### Fragmento seleccionado
========================
En mi viaje en solitario, me las apañé como mejor pude con mi más que limitado inglés. Después de dos horas de viaje, llegamos al parisino aeropuerto Charles de Gaulle. Nuestro vuelo para la ciudad china, salió con mucho retraso, por lo que pasé cinco horas en el recinto aeroportuario y, entre otras muchas cosas, presencié un hecho insólito.

Una pareja, que por su atuendo parecían judíos ultraortodoxos, se negaba a pasar por el detector de metales. El hombre iba en silla de ruedas y pedía que lo dejaran pasar sin ser cacheado. Ante la insistencia del personal de seguridad, él vociferaba y, para sorpresa de todos, en un momento determinado, se bajó de la silla. Luego el individuo se quitó parte de su atuendo y, entre otros artilugios, se despojó de un cilicio que llevaba adosado a su cuerpo.

Al final sacó un libro que comenzó a leer gesticulando y en voz alta mientras parecía invocar a no se sabe quién, hasta que llegaron los gendarmes y lo trasladaron a alguna dependencia más discreta, donde posiblemente lo invitaron a hacer lo que a todo el mundo.
========================
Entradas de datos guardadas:
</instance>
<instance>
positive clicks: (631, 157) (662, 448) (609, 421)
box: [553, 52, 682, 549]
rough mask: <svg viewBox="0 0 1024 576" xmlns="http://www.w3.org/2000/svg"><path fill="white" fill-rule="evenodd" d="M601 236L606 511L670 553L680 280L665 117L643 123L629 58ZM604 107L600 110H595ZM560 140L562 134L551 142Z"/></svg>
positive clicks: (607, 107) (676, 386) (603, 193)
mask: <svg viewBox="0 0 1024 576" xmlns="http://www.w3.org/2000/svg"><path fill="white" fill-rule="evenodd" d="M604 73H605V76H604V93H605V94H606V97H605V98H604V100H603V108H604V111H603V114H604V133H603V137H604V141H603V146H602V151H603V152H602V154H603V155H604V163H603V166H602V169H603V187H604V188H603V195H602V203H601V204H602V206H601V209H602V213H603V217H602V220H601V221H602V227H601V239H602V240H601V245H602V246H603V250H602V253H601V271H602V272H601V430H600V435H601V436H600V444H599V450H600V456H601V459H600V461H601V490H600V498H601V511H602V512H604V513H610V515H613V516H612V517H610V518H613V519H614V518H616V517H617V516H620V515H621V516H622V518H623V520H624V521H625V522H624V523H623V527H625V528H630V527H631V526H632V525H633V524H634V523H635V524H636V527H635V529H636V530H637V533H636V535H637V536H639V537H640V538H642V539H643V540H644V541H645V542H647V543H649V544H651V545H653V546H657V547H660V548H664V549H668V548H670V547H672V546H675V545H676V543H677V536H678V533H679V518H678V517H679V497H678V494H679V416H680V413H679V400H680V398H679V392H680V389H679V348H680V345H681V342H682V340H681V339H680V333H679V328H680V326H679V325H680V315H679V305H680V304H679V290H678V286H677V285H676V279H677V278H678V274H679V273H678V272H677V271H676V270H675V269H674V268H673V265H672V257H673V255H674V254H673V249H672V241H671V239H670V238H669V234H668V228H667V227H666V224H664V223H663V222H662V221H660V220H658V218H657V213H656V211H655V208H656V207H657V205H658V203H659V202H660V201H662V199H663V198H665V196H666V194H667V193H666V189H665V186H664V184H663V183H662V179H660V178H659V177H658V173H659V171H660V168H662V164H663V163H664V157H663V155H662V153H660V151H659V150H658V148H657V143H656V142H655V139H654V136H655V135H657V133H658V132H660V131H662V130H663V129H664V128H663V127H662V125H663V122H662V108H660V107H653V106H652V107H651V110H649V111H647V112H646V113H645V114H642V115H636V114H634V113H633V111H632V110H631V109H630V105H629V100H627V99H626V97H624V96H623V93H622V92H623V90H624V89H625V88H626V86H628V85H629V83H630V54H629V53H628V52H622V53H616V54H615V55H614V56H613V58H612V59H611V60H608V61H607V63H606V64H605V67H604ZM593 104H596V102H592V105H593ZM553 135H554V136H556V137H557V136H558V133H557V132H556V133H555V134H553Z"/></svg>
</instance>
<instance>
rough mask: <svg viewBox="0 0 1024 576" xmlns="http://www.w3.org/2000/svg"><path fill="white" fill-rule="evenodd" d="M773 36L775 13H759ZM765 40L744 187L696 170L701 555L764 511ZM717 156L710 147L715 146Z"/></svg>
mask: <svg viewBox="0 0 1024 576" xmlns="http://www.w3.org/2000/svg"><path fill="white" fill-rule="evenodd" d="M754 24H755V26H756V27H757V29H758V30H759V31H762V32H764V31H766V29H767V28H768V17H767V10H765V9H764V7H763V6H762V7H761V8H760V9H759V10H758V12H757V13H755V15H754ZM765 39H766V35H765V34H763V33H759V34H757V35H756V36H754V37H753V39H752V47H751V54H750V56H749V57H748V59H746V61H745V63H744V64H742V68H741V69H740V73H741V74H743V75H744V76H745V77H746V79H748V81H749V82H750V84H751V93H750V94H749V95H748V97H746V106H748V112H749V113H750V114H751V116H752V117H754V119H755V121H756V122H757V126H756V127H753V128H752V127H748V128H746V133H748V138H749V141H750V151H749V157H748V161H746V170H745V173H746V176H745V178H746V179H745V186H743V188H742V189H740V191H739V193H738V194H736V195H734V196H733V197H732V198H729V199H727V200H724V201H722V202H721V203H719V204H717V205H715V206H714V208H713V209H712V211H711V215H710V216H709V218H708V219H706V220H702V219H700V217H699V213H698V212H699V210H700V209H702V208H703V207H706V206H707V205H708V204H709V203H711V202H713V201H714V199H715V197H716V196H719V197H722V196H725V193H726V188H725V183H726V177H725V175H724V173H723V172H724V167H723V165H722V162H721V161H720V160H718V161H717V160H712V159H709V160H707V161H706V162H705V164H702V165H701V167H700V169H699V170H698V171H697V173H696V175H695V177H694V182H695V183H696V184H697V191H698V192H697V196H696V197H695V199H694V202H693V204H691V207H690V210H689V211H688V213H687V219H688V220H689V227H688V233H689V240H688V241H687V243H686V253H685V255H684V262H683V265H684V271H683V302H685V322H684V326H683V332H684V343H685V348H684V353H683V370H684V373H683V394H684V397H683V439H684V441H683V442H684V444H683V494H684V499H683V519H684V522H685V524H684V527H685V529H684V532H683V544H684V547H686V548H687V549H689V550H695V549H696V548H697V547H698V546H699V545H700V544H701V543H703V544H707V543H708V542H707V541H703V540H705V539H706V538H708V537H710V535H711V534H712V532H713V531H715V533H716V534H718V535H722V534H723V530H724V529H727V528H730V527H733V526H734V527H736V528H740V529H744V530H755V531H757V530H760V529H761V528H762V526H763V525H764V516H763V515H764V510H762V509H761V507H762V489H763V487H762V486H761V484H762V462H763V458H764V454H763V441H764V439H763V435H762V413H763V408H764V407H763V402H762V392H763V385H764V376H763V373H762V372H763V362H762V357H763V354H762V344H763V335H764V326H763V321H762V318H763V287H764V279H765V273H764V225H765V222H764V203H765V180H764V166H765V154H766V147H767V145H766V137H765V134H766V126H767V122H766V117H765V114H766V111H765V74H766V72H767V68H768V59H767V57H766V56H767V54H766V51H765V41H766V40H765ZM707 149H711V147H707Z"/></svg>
========================
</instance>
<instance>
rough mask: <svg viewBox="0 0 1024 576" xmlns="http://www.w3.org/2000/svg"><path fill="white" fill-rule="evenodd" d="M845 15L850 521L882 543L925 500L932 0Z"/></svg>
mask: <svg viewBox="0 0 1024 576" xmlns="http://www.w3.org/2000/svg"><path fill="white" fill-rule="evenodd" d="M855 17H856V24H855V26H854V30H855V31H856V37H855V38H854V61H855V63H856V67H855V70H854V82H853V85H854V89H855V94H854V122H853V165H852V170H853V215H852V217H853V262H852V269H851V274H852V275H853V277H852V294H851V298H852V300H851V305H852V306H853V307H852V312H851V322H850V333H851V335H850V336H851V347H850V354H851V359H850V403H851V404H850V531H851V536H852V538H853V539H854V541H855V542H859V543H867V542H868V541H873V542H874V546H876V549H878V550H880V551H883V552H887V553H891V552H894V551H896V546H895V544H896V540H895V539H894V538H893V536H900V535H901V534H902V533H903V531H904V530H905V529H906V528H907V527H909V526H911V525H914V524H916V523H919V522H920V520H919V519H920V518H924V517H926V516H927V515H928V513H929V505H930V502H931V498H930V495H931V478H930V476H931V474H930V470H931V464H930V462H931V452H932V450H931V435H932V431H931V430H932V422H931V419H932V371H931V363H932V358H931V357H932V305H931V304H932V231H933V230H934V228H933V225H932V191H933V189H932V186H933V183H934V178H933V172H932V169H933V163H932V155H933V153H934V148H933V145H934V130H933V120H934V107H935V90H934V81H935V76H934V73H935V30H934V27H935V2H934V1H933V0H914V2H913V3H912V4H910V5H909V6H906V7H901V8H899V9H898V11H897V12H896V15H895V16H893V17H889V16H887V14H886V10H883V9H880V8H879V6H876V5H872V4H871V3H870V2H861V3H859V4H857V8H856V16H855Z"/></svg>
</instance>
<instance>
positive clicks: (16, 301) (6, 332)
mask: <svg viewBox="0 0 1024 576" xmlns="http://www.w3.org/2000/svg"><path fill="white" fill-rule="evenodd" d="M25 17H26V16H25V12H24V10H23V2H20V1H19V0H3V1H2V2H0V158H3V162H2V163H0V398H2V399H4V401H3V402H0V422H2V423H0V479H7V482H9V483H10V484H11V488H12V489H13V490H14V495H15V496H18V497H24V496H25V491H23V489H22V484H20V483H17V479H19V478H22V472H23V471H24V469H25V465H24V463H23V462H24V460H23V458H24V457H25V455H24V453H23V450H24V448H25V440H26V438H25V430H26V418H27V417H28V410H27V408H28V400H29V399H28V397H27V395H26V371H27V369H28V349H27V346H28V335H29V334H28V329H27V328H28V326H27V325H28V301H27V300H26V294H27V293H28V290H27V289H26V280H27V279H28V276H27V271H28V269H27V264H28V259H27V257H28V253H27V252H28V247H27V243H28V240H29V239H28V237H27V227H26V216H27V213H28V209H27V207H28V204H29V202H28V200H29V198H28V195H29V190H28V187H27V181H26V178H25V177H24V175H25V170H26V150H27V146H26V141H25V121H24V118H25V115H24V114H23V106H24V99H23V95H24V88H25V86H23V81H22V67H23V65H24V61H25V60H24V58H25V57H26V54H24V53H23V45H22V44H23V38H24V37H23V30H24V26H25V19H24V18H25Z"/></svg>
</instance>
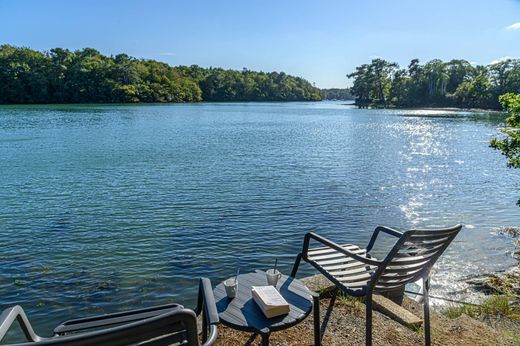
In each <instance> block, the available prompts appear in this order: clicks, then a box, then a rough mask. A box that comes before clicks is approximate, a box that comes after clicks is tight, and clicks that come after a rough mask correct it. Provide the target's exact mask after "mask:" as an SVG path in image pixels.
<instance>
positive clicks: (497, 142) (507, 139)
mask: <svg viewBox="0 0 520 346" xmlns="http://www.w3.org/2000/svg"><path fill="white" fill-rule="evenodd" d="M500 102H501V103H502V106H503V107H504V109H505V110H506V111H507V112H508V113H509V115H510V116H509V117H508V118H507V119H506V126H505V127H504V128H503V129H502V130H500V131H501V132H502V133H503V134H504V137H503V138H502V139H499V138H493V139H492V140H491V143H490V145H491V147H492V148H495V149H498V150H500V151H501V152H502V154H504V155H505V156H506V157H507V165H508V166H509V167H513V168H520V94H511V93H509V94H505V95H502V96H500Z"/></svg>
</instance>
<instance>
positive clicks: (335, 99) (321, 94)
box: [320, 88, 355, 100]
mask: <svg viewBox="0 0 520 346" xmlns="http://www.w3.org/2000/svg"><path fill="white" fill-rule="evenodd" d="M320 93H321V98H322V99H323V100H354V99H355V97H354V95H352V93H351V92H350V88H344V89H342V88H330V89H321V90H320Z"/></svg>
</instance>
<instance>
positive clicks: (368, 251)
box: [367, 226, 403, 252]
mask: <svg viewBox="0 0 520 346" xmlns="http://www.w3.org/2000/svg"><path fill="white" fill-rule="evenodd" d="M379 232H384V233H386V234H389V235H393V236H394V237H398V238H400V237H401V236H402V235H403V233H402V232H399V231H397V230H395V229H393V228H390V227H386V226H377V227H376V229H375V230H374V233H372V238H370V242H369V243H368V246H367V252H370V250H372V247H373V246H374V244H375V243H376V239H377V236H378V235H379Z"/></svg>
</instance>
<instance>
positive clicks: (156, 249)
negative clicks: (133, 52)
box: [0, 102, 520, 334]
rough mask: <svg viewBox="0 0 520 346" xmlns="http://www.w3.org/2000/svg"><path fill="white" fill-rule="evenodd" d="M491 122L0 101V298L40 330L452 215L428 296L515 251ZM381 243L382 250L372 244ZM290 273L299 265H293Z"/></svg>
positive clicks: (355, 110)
========================
### Tarea 1
Según el relato del viaje, ¿por qué el narrador pasó cinco horas en el aeropuerto Charles de Gaulle? Contéstalo en una a tres oraciones.
### Tarea 2
Enumera todas las acciones que el párrafo que empieza «Una pareja, que por su atuendo» atribuye al hombre de la silla de ruedas.
### Tarea 3
Prosigue el relato del viaje a partir del momento en que los gendarmes se llevan al hombre.

### Respuesta 1
Porque el vuelo hacia la ciudad china salió con mucho retraso. Por eso pasó cinco horas en el recinto aeroportuario.

### Respuesta 2
- Pedía que lo dejaran pasar sin ser cacheado.
- Vociferaba.
- Se bajó de la silla.
- Se quitó parte de su atuendo.
- Se despojó de un cilicio que llevaba adosado a su cuerpo.

### Respuesta 3
El vuelo duró diez horas. La mayoría de los pasajeros eran chinos, unos pocos franceses y algún que otro, —como era mi caso—, de otras nacionalidades. El pasaje parecía ser de aquel país asiático que hablaban —y supongo que muy bien—, su idioma nativo, chapurreaban un inglés ininteligible y entendían poco el francés, lo que causó malestar entre los pasajeros galos. Una joven francesa, que iba a mi lado, se enfadó con las azafatas a cuenta del idioma, con una de ellas porque no me atendieron cuando pedí un zumo de naranja en inglés. 

Mientras nos acomodábamos vi en la parte opuesta del avión, a una pareja con un niño que empezó a decir en español, un papá y mamá lastimeros que parecían como de llanto gitano. Pero no se quedó en eso, cuando el avión despegó, comenzó a llorar más fuerte. Yo miraba a la madre y veía que tenía rasgos asiáticos, pero me decía, ¿serán españoles? Nada, pensé, es que para decir mamá y papá cualquier idioma es válido y el español es muy socorrido. Después de cenar me dormí hasta las cinco.

Cuando desperté miré por la ventanilla y vi que no estaba amaneciendo, sino que era casi mediodía. Estábamos, según indicaban las imágenes de la pantalla del avión, cerca de Mongolia. Pero quedaban cinco horas de viaje, así es que cerré la ventanilla y me volví a dormir. A las ocho nos despertaron para darnos, no sé si un desayuno o el almuerzo.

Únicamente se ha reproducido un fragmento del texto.